* _Brief_: Return only these lines, exactly: the one containing "Target: wooden lamp post" and every line after it in the listing.

* _Data for this task_:
______________________________

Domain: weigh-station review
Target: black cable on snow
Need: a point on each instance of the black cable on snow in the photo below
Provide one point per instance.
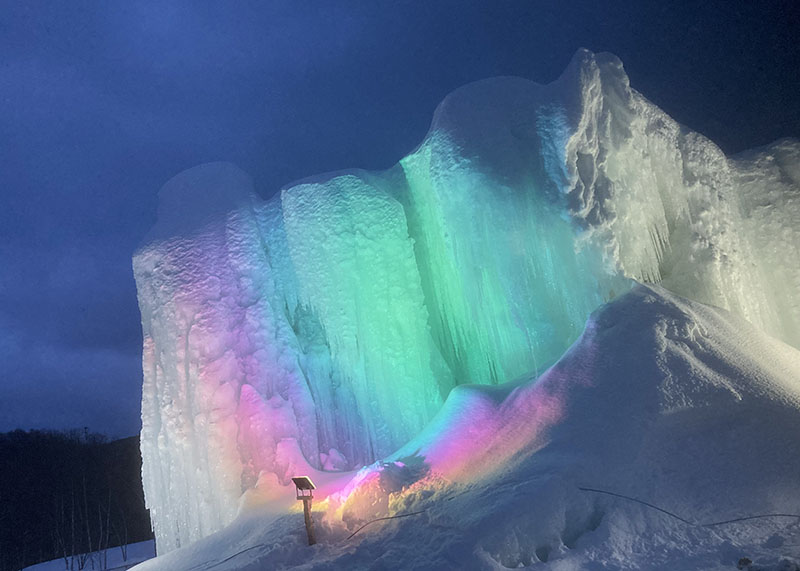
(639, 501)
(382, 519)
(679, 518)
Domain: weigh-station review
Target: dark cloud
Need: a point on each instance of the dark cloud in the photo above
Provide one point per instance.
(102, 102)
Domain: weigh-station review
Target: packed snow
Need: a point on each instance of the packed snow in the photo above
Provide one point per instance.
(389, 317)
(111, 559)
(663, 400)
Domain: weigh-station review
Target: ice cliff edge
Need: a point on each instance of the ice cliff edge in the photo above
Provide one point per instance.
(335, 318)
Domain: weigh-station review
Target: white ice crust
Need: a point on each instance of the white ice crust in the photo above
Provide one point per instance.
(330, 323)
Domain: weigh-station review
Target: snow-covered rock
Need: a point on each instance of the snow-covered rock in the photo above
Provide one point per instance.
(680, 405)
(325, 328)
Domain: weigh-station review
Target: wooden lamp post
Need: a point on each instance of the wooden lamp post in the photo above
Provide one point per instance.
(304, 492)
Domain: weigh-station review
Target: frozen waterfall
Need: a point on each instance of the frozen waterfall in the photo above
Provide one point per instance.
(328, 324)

______________________________

* _Exercise result_:
Target: wooden lamp post
Need: a point on each instance of the wooden lamp post in the photo above
Provide one point per instance.
(304, 492)
Domain: weigh-station review
Target: frozen waterfall
Need: a point on each instance of the frozen waterfall in the photo above
Provide one point per instance.
(328, 324)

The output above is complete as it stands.